= Collection entries =

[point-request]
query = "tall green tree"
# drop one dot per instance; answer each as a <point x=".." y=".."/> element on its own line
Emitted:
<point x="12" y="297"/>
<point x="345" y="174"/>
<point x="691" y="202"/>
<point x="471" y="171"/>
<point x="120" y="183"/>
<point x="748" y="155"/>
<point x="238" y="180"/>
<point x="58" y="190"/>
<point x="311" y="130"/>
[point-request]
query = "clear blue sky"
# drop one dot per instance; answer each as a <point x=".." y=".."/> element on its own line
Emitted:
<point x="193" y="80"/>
--
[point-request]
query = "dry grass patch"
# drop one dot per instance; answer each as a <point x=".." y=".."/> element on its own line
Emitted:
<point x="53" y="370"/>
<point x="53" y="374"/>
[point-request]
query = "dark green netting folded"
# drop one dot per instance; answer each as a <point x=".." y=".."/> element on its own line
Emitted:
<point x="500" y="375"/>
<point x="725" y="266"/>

= Task instructions =
Once you have checked the entries above, say how many lines include the word "query", and nothing beyond the number.

= Answer to this task =
4